=== SUPPLIED RECORDS ===

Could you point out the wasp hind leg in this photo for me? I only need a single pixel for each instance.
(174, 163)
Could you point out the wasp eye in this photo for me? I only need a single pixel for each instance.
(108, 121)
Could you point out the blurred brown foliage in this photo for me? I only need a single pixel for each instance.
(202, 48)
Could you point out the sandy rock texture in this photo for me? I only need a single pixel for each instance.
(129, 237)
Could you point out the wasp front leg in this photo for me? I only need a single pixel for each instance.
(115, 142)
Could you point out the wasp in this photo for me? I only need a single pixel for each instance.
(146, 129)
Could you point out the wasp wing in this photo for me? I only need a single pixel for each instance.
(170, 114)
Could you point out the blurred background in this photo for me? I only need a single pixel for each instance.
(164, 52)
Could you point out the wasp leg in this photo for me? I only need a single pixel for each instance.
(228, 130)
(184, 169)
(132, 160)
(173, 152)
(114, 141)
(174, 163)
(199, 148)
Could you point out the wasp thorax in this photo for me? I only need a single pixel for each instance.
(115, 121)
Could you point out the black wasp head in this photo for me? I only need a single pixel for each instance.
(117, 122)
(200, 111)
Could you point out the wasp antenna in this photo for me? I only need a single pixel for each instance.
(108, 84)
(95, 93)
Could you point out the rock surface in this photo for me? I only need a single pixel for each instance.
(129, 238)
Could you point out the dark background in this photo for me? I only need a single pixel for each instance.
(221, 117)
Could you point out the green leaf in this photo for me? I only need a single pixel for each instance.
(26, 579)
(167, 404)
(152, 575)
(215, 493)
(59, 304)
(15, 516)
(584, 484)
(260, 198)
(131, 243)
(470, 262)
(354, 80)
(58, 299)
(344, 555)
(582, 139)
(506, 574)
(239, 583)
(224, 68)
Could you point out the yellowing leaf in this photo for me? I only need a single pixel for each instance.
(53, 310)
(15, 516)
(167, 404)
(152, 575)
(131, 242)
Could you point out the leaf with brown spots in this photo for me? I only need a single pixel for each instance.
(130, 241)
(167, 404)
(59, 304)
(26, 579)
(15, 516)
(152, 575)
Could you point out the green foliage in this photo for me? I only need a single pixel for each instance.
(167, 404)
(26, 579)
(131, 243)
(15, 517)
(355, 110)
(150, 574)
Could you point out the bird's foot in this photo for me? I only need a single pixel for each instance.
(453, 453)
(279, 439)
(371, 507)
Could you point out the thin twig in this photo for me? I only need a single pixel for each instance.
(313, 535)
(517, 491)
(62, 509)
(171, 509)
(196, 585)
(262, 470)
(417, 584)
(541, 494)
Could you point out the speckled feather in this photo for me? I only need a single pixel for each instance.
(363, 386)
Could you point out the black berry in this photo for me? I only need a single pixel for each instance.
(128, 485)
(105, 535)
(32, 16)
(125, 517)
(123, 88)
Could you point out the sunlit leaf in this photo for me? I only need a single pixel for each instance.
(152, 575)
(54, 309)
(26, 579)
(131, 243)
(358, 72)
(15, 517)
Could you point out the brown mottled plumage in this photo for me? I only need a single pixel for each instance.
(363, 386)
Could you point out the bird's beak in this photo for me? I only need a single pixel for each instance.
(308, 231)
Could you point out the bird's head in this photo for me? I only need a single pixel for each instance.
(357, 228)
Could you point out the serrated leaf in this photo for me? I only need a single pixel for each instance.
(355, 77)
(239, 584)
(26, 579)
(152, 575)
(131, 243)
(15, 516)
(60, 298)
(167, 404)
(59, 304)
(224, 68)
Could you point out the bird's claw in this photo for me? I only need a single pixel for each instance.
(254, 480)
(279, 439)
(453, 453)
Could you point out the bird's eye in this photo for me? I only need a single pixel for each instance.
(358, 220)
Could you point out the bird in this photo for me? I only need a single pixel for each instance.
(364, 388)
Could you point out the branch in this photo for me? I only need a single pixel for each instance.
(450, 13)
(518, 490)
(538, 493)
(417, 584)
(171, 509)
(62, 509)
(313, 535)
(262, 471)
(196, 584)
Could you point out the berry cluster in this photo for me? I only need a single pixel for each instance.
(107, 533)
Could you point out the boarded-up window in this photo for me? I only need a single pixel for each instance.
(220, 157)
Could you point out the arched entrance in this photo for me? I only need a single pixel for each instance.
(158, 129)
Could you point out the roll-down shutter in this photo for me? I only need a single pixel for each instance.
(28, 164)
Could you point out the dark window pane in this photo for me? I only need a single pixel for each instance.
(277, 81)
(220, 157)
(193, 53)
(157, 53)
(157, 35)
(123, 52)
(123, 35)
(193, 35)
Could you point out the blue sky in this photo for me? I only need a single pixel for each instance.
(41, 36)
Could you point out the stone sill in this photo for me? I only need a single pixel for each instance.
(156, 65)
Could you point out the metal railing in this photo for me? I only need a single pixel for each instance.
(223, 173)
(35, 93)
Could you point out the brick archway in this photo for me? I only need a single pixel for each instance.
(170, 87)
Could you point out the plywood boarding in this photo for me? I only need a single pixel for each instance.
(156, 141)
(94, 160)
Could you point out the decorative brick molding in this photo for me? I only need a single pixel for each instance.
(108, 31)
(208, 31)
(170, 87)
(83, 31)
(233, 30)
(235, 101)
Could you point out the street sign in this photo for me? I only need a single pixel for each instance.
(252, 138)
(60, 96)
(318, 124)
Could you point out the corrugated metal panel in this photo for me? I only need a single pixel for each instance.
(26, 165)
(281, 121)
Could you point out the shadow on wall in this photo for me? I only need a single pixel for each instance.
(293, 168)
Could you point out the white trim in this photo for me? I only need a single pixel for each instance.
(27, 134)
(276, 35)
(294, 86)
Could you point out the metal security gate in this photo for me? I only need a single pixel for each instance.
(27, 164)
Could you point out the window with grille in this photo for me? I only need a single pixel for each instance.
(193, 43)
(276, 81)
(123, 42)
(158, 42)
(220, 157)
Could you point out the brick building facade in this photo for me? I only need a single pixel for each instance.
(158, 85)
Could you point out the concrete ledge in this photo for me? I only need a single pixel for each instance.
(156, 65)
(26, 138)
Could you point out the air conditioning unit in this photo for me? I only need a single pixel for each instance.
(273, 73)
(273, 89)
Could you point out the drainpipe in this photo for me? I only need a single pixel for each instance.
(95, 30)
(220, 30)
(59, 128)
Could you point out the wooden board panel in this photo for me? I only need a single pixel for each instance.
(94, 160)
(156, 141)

=== AIM OF THE TASK ===
Copy all of the material word for word.

=== TASK RESULT ===
Could you point out the wasp hind leg in this photo for me? I only need a single pixel for each instance.
(174, 163)
Could you point out the wasp eye in this photo for me? I only need a single pixel for each instance.
(108, 121)
Could you point out the blurred brown foliage in this photo for me? I only need a single pixel for each instance.
(202, 48)
Could you point out the sandy rock texture in this photo for me? I only need a single pixel for each instance.
(129, 237)
Could you point out the wasp front leg in this photo for me? I only need a single pixel for each instance.
(115, 142)
Could you point out the wasp in this photo for me? I only need a single pixel for each instance.
(146, 129)
Could you point out the wasp wing in this photo for me? I only need a single pixel for each instance.
(170, 114)
Could you point out the blurred background in this photo for me? I only need a single pixel for each instance.
(164, 52)
Could you point out the wasp leg in this photo for me? I only need a single pixel for each instance.
(228, 130)
(184, 169)
(132, 160)
(173, 152)
(114, 141)
(174, 163)
(199, 148)
Could you point out the wasp thorax in this photo for me? I only need a single pixel for each instance.
(115, 121)
Could you point out the black wasp head in this photo for me? I only need a single pixel for each instance.
(117, 122)
(200, 111)
Could you point out the wasp antenna in this photo for me? I only need a single pixel for each instance.
(108, 84)
(95, 93)
Could you point out the rock surface in this photo for me? I only need a single pixel for each instance.
(129, 238)
Could you point out the dark background in this photo for me? I only need a single pixel for each instance.
(221, 117)
Could you point out the green leaf in this photo for me? I only need a single pixel for each instance.
(26, 579)
(167, 404)
(152, 575)
(215, 493)
(59, 304)
(15, 516)
(584, 484)
(260, 198)
(131, 243)
(470, 262)
(354, 80)
(58, 299)
(344, 555)
(582, 139)
(506, 574)
(239, 583)
(224, 68)
Could you point out the yellowing leaf in this photo for me? I only need a single pixel for each instance.
(53, 310)
(15, 516)
(167, 404)
(152, 575)
(131, 242)
Could you point out the leaf with brown spots in this photo for me? I only need a single pixel for each instance.
(130, 241)
(167, 404)
(59, 304)
(26, 579)
(15, 516)
(152, 575)
Could you point out the green foliage in this photo for me? I only need a single pixel for each instance.
(167, 404)
(26, 579)
(131, 243)
(15, 517)
(355, 110)
(150, 574)
Could you point out the bird's foot in this photo for me? I only need a single pixel for each instance.
(453, 453)
(279, 439)
(371, 507)
Could you point out the thin twig in this photo for me? I only need a single pixel for each instance.
(313, 535)
(517, 491)
(62, 509)
(171, 509)
(196, 585)
(262, 470)
(417, 584)
(541, 494)
Could you point out the speckled feather in this photo for me? I only need a single pixel for each instance.
(363, 386)
Could you point out the black berry in this photo for me? I only need a single pixel for each instance.
(128, 485)
(105, 535)
(32, 16)
(125, 517)
(123, 88)
Could you point out the sunlit leaf in this photo for me? I only need a single pixel for each instance.
(152, 575)
(54, 309)
(26, 579)
(131, 243)
(358, 72)
(15, 517)
Could you point out the brown mottled plumage in this photo for me? I only need a single pixel for each instance.
(363, 386)
Could you point out the bird's beak in this photo for me? I only need a single pixel for each instance.
(308, 231)
Could you point out the bird's head in this photo for me? I only need a single pixel for each instance.
(357, 228)
Could you point out the serrated leaf in this photo for me? I only need a single pixel for each instance.
(355, 77)
(239, 584)
(26, 579)
(152, 575)
(131, 243)
(15, 516)
(60, 298)
(167, 404)
(59, 304)
(224, 68)
Could you point out the bird's claw in this photo for me? I only need a single pixel for each instance.
(254, 480)
(279, 439)
(453, 453)
Could you point out the bird's eye in this photo for me? I only need a single pixel for each instance.
(358, 220)
Could you point out the bird in this photo for me? I only need a single pixel for each instance.
(364, 388)
Could you point out the branch in this photo for me? I only need a single pixel for each instance.
(450, 13)
(518, 490)
(538, 493)
(417, 584)
(171, 509)
(62, 509)
(313, 535)
(262, 471)
(196, 584)
Could you point out the berry cluster in this photo for me? I only need a single pixel for each instance.
(107, 533)
Could you point out the boarded-up window in this photo for me? I only need a single pixel for each instance.
(220, 157)
Could you point out the arched entrance in this photo for me? I only need a single pixel for each instance.
(158, 129)
Could you point out the roll-down shutter in this photo for me? I only need a single pixel for each instance.
(28, 164)
Could you point out the dark window pane in this photo for me? I only need a single pixel for each instance.
(277, 81)
(220, 157)
(193, 53)
(157, 53)
(157, 35)
(123, 52)
(123, 35)
(193, 35)
Could you point out the blue sky in this photo for me? I only need a single pixel for each instance.
(41, 36)
Could you point out the stone sill in this photo for me? I only need a single pixel for each instance.
(156, 65)
Could you point out the metal railing in this photo for me? I only need a single pixel for each instance.
(223, 173)
(35, 93)
Could you point out the brick archway in this photo for me? I only need a single pixel for each instance.
(170, 87)
Could you point out the plywood boarding in this photo for me? I only need a single pixel for each instance.
(156, 141)
(94, 160)
Could you point out the decorative brick molding in this photo for me? I only need a single pixel for each instance.
(108, 31)
(208, 31)
(170, 87)
(83, 31)
(233, 30)
(235, 101)
Could you point out the street sign in this photo for me? I only need a single pixel for each instance.
(252, 138)
(60, 96)
(318, 124)
Could you point out the corrugated metal panel in this photo for me? I only need a single pixel for each instance.
(26, 165)
(281, 121)
Could you point out the shadow on wall in this photo for me? I only need a single pixel for each instance.
(293, 168)
Could you point out the white trim in this photo for me? I only need a single pixel for each instance.
(27, 134)
(276, 35)
(294, 86)
Could you point out the metal security gate in this photo for me? I only need a single pixel for each instance.
(27, 164)
Could you point out the window with grille in this photo for me? I only need a single pixel for each instance.
(193, 43)
(276, 81)
(123, 42)
(158, 42)
(220, 157)
Could you point out the brick building facade in this photo for me? I only need a single pixel for each instance.
(158, 85)
Could you point out the concrete ledge in this photo for me? I only need a single pixel for each instance.
(156, 65)
(26, 138)
Could you point out the air conditioning unit in this photo for me? I only need a single pixel for each instance.
(273, 73)
(273, 89)
Could you point out the drainpipe in this photo for me? I only need a single pixel for each instance.
(95, 30)
(220, 30)
(59, 128)
Could you point out the wooden board panel in this photo for me? I only need a single pixel for each instance.
(94, 160)
(156, 141)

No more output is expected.